* [The exercise]: Pick out every line in the material below that contains the string "wooden" and copy each one unchanged.

* [Stored records]:
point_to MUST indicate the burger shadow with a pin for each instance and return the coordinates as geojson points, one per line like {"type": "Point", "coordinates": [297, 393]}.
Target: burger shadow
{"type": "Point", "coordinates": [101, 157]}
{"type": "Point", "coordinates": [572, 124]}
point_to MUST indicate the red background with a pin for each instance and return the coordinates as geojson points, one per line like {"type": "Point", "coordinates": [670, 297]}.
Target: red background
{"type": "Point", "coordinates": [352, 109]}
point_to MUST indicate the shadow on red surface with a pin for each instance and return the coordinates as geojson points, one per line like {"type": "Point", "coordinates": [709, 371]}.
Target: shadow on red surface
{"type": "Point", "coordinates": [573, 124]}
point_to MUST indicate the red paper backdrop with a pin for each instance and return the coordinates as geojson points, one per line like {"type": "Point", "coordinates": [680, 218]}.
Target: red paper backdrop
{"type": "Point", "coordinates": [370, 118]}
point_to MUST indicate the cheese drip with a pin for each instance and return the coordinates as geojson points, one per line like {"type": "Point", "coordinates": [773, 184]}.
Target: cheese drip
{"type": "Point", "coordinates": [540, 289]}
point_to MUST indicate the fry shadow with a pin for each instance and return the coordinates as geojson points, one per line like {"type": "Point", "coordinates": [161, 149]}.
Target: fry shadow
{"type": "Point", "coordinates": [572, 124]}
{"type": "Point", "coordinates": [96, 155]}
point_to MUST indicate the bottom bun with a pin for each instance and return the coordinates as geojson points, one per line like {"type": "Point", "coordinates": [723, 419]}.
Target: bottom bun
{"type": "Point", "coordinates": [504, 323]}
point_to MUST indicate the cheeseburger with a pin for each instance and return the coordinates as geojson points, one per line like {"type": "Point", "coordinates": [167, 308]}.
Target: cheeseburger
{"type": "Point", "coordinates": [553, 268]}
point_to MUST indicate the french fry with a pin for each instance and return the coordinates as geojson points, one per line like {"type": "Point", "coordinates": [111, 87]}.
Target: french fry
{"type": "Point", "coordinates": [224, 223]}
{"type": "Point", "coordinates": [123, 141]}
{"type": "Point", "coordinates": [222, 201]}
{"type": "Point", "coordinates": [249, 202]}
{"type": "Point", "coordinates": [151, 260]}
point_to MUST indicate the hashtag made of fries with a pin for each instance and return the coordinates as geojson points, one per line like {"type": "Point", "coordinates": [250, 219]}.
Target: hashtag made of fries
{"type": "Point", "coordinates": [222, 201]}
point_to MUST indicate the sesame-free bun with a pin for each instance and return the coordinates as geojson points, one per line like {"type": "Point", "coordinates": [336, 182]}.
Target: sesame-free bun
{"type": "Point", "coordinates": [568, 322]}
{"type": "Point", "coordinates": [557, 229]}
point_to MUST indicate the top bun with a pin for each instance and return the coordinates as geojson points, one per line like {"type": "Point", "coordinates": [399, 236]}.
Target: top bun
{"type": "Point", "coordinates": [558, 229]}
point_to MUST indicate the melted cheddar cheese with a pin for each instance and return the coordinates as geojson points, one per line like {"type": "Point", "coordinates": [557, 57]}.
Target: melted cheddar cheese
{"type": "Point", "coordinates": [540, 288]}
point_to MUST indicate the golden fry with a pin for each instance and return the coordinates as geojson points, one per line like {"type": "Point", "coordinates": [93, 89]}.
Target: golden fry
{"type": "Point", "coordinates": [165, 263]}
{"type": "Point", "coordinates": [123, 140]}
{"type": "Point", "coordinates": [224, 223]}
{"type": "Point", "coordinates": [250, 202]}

---

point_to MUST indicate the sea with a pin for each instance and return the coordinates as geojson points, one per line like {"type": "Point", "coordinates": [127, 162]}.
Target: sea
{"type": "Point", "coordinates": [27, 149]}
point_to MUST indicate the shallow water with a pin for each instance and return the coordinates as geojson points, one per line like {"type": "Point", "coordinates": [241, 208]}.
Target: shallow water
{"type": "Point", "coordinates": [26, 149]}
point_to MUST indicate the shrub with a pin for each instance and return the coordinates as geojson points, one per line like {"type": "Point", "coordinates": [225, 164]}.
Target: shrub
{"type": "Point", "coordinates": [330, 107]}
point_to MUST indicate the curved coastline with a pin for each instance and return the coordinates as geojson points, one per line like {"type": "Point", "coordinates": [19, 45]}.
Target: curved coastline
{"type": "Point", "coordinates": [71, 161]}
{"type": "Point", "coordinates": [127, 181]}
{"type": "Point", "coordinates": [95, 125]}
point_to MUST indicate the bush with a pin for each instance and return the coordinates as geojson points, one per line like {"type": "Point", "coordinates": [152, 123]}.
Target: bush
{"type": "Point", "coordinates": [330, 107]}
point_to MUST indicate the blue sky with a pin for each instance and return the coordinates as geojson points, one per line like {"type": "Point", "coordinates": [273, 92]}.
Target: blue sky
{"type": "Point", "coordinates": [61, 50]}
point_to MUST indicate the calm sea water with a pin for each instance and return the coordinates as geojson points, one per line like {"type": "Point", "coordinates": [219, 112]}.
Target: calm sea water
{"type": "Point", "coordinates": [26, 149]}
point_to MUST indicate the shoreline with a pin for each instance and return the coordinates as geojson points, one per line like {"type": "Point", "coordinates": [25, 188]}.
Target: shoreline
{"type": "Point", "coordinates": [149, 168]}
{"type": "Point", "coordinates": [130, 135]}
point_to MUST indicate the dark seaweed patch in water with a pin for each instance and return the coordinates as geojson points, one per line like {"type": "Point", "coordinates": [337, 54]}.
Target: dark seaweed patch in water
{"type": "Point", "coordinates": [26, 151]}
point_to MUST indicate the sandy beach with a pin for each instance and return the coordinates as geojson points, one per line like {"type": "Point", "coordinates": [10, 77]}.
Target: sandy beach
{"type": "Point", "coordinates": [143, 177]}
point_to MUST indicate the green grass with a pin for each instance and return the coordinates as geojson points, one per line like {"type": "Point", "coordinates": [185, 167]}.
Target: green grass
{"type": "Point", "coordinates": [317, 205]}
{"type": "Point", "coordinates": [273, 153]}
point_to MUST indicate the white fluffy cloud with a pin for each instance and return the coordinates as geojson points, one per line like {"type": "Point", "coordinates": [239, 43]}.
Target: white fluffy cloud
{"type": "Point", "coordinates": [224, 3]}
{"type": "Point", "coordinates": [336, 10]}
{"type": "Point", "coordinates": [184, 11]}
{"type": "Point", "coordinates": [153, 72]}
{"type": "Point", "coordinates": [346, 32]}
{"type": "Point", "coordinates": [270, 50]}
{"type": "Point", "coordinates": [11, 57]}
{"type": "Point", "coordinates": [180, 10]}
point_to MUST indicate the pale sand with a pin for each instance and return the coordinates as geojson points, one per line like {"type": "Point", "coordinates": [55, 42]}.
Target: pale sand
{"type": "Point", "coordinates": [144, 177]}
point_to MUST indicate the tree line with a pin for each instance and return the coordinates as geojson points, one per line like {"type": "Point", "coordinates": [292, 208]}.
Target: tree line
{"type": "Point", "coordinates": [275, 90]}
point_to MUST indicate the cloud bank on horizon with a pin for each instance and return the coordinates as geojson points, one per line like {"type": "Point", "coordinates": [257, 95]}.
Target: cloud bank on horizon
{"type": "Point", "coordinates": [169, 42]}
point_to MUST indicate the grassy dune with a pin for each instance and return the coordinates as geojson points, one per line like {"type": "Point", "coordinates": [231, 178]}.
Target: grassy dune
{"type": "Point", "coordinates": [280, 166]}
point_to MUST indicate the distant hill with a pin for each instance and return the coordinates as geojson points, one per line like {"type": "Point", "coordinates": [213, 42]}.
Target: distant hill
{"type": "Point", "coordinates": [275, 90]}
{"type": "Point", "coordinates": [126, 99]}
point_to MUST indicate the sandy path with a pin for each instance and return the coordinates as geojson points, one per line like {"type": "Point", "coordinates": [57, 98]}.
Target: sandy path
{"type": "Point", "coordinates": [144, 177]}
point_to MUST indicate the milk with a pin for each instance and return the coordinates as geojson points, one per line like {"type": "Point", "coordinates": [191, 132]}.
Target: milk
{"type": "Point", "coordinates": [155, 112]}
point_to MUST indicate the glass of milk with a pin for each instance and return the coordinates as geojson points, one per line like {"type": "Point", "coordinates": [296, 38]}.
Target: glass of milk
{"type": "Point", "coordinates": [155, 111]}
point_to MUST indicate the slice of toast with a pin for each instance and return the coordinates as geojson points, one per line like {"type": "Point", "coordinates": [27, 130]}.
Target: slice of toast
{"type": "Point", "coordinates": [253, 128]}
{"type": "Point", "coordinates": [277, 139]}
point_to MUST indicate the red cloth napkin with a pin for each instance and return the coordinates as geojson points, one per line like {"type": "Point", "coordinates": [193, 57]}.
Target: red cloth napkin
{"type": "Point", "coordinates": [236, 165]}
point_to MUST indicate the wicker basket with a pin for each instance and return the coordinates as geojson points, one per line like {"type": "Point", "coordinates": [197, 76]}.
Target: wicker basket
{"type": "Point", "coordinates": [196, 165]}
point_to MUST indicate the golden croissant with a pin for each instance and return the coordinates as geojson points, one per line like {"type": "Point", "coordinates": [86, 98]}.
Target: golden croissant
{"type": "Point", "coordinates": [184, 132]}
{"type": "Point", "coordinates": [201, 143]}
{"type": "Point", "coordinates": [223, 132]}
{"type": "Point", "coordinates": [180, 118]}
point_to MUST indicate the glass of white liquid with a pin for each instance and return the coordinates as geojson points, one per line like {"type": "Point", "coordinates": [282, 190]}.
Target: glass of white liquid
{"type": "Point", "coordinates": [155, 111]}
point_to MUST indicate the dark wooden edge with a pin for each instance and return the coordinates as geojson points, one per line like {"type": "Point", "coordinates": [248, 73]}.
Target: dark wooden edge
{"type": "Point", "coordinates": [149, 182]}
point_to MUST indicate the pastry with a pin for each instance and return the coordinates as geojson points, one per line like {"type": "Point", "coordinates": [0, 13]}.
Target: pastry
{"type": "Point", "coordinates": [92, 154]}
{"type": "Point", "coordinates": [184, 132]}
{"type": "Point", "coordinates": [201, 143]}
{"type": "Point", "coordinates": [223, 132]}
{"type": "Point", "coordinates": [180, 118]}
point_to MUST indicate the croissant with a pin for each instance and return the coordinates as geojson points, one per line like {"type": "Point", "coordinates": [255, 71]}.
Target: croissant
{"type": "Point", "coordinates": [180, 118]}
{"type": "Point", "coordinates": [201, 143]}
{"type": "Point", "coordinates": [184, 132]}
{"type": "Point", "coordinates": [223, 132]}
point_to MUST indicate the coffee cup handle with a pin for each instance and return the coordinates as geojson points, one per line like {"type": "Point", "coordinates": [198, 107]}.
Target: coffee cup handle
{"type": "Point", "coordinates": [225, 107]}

* [Response to the task]:
point_to MUST indicate the dark wooden edge with a pin for each instance and return the coordinates as geojson points, one per line like {"type": "Point", "coordinates": [248, 73]}.
Target: dark wooden edge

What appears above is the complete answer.